Your instructions: Your task is to copy the stretch of lines in the records below that begins with the line containing "Target: rusty metal manhole cover" and ends with the line containing "Target: dark puffy jacket", exactly as written, with nothing added.

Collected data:
- Opening Delimiter -

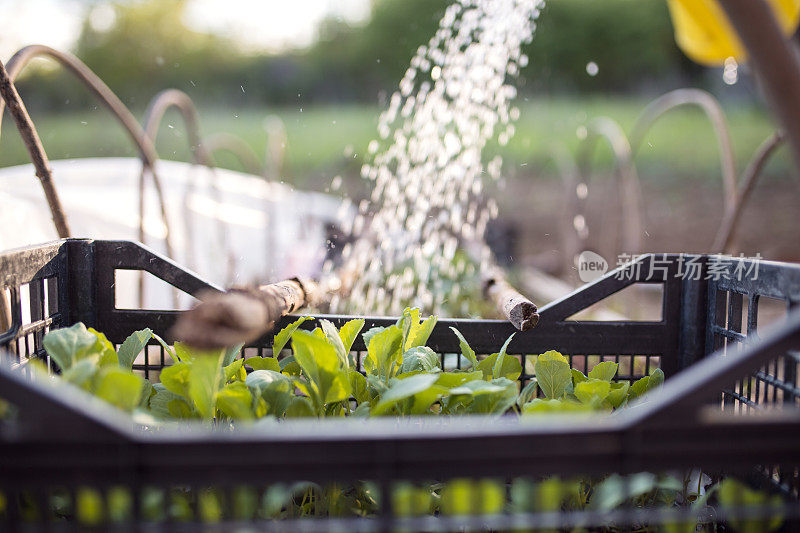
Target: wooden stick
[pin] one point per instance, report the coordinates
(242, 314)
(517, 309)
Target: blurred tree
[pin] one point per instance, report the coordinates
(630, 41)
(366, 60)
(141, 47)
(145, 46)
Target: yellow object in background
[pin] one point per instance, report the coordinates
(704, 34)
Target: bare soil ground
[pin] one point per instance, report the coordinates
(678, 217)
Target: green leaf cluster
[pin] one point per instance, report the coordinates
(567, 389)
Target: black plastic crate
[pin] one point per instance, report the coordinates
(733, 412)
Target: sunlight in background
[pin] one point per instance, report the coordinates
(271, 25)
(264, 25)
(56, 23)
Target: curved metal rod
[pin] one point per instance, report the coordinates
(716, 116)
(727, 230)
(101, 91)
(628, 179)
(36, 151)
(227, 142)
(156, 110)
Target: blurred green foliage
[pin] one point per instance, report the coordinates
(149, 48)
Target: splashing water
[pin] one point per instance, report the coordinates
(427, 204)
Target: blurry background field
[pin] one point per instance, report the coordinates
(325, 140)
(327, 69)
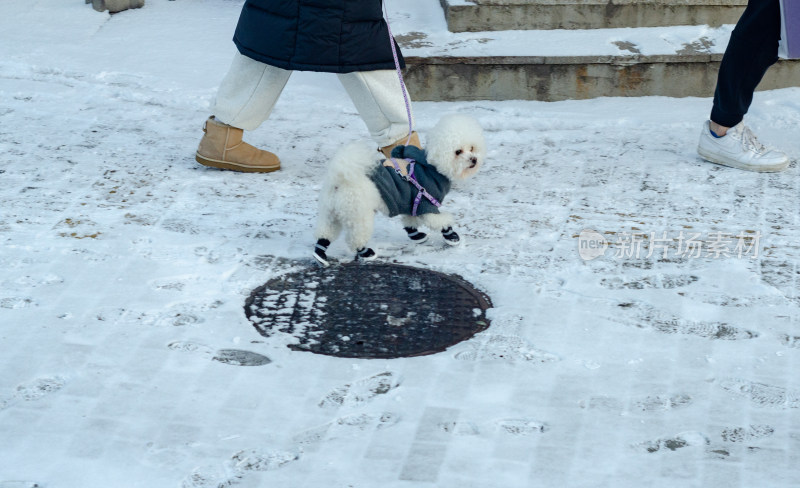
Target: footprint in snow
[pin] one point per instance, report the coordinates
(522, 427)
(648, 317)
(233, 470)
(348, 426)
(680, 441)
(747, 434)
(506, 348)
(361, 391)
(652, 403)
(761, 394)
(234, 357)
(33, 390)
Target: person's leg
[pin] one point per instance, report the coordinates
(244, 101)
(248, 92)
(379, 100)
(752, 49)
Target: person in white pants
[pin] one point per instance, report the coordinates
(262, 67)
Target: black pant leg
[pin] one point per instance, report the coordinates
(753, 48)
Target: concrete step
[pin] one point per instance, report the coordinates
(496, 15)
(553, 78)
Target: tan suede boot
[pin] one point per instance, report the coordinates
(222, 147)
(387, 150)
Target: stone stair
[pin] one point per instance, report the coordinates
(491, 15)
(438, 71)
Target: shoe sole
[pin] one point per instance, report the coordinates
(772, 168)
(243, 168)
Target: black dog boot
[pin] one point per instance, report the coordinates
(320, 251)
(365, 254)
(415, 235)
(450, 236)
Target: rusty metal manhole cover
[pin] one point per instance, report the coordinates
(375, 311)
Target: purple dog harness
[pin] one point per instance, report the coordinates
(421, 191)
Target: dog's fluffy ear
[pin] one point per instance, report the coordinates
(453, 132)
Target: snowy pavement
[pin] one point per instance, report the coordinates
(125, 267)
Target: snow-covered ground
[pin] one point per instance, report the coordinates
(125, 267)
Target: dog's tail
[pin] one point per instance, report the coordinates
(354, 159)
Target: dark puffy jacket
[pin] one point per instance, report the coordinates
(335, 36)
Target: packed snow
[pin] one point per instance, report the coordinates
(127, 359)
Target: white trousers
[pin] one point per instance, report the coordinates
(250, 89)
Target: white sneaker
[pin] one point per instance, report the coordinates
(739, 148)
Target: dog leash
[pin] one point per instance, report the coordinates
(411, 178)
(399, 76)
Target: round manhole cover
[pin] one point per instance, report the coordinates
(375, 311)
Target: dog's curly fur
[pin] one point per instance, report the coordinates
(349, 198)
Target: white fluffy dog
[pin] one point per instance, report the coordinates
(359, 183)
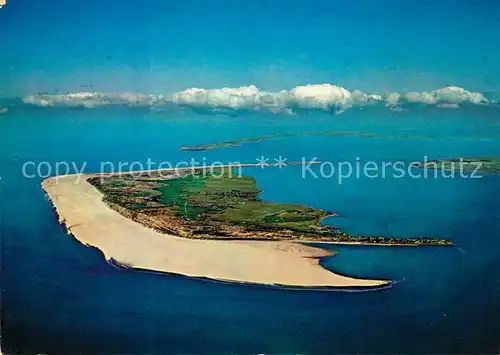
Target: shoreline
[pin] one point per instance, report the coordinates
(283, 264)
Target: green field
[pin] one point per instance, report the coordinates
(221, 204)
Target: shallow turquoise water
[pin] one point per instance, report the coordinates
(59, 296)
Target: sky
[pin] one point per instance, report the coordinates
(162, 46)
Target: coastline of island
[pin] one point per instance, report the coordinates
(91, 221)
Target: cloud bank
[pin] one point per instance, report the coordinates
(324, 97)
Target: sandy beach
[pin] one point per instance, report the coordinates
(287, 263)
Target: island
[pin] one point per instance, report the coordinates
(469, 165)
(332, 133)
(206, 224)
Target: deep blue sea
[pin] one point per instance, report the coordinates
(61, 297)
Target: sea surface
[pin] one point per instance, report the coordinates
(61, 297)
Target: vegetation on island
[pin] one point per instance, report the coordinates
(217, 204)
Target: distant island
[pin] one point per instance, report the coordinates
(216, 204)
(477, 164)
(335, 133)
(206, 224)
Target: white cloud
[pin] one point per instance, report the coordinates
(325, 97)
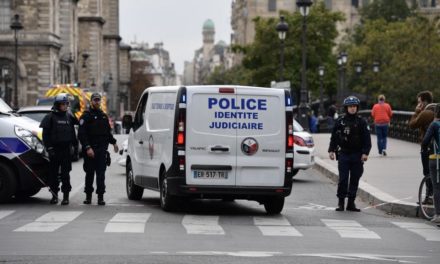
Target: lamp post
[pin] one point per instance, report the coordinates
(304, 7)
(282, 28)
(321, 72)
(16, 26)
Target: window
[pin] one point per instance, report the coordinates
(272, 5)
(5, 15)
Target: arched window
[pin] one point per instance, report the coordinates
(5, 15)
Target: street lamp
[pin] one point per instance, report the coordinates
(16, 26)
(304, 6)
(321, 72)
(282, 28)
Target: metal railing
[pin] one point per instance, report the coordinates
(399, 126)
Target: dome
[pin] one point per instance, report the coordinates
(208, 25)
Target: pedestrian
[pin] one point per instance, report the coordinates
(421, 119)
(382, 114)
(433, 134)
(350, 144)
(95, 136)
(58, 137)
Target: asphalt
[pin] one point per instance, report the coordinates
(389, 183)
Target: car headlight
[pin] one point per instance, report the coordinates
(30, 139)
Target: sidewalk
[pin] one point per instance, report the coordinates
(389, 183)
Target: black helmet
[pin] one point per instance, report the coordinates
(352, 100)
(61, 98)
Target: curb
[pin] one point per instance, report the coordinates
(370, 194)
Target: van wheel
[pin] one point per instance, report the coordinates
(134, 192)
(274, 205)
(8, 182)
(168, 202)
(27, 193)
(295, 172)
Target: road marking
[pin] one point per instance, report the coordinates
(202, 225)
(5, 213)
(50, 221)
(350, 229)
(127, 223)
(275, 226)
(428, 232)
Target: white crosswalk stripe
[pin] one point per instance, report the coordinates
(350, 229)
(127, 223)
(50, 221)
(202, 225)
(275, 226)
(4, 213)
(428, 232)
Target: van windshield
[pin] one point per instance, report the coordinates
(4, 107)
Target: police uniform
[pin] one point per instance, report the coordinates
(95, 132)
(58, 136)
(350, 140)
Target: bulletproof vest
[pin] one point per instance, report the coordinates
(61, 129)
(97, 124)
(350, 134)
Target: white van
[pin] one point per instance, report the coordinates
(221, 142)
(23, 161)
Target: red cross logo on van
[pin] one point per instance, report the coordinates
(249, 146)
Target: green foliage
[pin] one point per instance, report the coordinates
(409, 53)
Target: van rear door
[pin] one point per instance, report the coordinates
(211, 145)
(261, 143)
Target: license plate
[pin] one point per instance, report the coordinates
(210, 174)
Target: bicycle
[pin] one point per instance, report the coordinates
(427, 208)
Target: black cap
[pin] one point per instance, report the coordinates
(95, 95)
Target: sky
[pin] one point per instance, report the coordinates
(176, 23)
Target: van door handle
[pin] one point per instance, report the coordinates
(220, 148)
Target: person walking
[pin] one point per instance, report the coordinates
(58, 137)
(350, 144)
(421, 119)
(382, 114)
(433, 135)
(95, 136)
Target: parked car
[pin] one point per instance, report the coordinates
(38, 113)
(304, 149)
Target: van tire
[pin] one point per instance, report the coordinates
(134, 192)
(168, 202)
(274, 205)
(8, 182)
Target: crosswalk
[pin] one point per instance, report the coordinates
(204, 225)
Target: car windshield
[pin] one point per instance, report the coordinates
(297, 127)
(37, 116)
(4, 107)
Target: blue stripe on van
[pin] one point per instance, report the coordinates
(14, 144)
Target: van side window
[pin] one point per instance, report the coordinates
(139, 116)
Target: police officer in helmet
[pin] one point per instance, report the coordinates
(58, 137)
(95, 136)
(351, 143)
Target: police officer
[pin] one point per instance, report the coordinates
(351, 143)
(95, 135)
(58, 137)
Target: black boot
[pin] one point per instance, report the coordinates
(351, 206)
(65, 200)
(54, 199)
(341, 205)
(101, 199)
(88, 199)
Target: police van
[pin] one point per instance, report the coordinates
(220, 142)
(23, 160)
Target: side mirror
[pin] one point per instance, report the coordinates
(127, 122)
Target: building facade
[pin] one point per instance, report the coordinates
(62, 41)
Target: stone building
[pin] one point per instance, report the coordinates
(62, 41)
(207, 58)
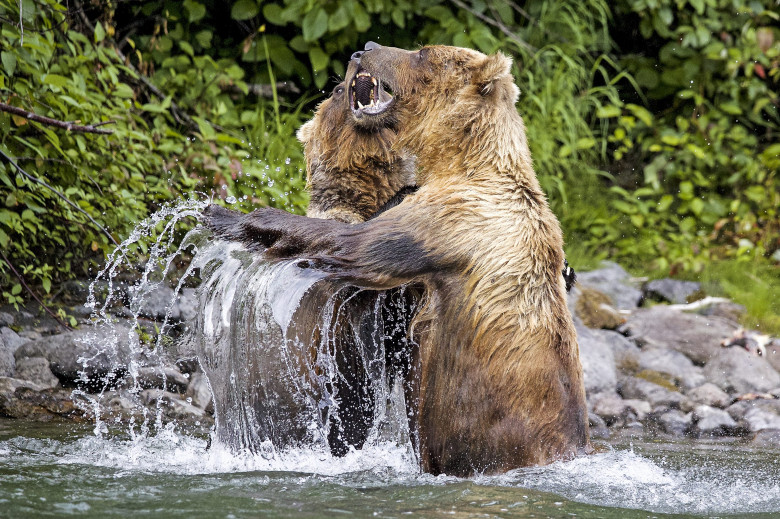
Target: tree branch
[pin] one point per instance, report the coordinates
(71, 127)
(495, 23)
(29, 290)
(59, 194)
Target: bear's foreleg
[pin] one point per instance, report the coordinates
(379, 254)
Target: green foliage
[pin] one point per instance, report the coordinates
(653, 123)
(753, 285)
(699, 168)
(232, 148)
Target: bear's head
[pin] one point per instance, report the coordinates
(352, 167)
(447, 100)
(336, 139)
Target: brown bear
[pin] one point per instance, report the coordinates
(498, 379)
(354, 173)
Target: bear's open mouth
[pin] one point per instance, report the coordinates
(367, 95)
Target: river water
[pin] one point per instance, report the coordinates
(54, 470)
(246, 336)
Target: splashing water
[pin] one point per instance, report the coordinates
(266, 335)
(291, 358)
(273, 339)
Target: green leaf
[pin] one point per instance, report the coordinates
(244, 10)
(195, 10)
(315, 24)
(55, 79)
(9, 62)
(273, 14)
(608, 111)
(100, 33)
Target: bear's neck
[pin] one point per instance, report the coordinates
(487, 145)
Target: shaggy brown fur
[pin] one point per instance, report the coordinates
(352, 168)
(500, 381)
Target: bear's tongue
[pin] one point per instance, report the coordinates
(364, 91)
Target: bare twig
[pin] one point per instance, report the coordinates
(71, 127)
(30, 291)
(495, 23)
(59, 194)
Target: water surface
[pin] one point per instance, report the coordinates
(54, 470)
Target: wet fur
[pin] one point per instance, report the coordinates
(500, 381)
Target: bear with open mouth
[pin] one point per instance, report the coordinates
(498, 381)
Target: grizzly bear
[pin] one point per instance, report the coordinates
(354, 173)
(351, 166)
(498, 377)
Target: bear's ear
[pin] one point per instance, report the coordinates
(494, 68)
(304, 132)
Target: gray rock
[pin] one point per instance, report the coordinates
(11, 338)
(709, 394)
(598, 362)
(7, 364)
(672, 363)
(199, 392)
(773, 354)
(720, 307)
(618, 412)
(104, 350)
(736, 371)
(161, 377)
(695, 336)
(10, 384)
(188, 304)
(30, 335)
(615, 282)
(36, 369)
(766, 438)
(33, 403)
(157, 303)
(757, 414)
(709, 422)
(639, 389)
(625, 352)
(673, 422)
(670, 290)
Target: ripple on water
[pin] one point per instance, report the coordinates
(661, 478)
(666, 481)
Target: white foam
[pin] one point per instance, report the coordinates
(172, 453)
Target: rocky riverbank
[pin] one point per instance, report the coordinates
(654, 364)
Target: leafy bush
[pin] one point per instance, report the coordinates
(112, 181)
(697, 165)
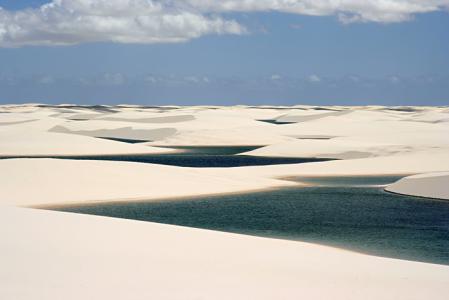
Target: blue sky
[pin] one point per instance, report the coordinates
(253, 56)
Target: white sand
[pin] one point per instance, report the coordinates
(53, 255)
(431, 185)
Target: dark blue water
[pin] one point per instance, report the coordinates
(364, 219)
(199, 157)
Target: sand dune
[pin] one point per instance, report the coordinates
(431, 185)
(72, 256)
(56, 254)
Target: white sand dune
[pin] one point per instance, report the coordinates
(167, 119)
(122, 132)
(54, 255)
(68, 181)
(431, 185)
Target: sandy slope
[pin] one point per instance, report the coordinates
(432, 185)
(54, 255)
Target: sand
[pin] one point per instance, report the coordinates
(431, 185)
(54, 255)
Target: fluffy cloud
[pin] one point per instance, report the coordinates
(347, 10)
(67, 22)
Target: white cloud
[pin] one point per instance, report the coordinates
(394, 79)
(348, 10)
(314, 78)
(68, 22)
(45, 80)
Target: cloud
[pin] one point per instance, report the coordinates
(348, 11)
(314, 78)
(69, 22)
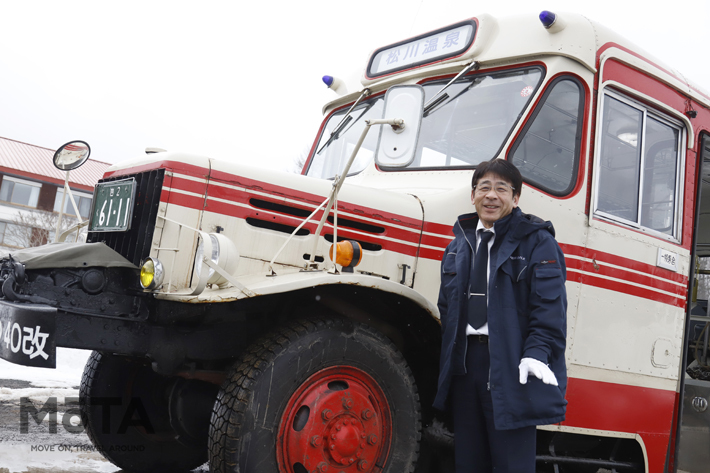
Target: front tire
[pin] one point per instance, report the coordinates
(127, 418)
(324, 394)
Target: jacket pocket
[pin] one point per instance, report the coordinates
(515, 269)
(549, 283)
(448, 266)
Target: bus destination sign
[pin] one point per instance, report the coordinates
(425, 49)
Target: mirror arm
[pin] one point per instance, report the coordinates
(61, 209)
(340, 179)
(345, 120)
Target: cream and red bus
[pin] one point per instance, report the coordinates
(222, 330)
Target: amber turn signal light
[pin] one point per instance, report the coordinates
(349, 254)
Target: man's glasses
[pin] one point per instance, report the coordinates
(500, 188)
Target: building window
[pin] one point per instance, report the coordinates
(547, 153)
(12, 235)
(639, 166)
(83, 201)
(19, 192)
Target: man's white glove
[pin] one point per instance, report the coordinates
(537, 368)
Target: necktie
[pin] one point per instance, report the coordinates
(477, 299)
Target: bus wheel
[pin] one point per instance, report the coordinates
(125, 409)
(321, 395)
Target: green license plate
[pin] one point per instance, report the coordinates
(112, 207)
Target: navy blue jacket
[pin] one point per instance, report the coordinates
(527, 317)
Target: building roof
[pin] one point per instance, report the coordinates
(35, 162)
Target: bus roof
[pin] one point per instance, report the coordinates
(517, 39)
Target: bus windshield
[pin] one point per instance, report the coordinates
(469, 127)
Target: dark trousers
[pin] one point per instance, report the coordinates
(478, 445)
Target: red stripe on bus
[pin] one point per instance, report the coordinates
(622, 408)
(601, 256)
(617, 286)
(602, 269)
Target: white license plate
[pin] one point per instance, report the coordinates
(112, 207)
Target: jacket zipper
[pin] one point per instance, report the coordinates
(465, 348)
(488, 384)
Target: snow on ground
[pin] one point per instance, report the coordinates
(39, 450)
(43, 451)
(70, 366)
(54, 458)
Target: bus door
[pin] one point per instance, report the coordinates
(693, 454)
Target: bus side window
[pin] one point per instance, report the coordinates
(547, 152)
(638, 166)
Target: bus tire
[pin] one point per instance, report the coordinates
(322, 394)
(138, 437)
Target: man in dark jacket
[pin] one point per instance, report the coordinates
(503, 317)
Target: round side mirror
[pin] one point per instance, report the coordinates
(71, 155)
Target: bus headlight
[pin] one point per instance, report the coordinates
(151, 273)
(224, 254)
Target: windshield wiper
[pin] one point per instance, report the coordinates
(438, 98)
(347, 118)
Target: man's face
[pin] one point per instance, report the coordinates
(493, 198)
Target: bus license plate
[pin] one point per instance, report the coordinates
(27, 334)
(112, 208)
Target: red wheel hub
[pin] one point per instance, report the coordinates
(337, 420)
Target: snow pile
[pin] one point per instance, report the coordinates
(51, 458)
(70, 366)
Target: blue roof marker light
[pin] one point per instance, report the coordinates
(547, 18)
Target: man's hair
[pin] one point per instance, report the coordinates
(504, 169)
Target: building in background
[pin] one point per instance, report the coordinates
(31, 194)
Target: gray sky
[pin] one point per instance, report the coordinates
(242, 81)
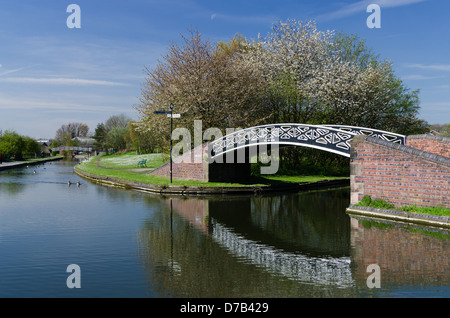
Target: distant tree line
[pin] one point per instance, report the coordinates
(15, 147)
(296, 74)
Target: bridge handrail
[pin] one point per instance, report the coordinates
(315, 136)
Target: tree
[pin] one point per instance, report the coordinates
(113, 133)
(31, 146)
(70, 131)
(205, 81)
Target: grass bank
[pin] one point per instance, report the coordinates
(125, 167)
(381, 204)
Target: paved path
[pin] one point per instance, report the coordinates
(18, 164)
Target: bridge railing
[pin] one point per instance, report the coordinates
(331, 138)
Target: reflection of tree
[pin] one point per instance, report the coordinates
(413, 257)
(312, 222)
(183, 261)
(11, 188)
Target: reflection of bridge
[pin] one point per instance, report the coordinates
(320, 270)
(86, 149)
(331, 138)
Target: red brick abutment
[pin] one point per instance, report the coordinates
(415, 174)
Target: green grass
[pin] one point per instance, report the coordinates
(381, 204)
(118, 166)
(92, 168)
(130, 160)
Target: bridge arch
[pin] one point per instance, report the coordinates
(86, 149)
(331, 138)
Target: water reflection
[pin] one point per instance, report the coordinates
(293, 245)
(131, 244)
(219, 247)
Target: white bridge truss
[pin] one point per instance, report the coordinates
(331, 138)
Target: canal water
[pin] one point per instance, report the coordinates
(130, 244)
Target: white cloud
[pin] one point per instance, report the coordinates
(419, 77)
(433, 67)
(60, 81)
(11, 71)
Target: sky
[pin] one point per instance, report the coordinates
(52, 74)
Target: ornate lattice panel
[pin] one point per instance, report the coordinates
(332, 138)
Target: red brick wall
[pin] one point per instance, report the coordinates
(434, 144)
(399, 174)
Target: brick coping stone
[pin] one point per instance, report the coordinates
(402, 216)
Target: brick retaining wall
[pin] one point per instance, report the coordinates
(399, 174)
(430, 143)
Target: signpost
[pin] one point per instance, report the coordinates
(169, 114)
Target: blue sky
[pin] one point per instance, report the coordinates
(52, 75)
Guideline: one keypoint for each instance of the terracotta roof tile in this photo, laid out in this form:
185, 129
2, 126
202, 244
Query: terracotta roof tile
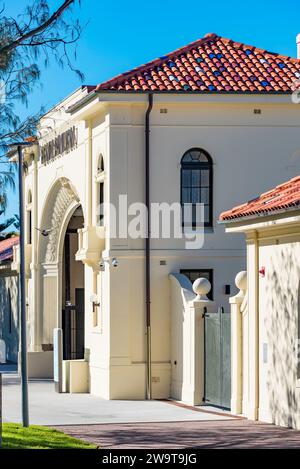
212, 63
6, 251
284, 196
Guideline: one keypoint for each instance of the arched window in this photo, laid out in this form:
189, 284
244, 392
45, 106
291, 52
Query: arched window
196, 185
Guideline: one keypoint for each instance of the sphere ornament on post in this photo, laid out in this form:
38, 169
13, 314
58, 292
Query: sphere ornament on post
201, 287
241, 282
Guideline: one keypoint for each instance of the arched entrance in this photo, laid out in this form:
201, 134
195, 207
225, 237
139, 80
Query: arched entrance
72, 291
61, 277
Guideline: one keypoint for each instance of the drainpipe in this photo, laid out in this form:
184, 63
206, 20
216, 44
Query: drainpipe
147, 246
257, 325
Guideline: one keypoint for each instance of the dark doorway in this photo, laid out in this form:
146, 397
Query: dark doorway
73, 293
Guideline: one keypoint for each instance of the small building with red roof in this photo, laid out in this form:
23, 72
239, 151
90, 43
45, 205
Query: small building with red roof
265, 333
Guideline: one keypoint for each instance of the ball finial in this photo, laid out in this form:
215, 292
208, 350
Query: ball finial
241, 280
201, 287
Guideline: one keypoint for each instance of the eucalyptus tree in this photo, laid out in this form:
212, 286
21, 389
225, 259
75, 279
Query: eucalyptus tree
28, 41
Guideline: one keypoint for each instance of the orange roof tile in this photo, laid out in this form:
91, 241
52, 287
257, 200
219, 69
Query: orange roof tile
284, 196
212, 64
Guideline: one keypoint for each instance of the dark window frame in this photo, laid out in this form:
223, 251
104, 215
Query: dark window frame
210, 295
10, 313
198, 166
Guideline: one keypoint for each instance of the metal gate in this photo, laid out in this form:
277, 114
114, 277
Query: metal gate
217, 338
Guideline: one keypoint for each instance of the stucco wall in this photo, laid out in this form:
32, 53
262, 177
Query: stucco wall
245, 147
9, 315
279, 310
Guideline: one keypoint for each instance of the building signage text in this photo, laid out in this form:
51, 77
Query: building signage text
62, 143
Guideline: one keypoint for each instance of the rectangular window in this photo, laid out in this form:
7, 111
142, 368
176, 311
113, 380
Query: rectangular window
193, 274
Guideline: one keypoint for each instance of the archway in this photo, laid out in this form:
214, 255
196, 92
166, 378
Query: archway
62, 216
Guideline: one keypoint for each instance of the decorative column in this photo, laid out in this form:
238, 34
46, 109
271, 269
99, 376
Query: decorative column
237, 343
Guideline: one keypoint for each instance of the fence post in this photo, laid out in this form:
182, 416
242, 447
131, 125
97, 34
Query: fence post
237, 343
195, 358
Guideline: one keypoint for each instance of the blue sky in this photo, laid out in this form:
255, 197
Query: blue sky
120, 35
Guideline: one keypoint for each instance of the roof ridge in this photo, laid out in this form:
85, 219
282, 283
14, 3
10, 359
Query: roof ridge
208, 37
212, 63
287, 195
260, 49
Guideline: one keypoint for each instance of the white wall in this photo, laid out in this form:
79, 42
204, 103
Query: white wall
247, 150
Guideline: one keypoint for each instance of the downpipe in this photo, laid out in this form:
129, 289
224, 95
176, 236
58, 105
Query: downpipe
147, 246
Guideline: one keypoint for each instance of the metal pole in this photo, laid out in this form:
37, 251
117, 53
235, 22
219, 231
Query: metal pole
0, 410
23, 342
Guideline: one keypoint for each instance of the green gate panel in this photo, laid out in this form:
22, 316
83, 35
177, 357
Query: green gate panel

- Closing Delimiter -

Written response:
Target: rusty metal manhole cover
[pin] one point per instance, report the coordinates
(375, 311)
Target: purple dog harness
[pin] one point per instance, report the coordinates
(421, 191)
Target: dog's fluffy ear
[pin] one point per instance, report the coordinates
(453, 132)
Target: snowy pavement
[pin] one point per instance, report the coordinates
(125, 267)
Target: snow-covered ground
[pin] one point per instance, report the coordinates
(125, 267)
Target: dog's tail
[pin] one point per instance, report the coordinates
(354, 159)
Target: dark puffy jacket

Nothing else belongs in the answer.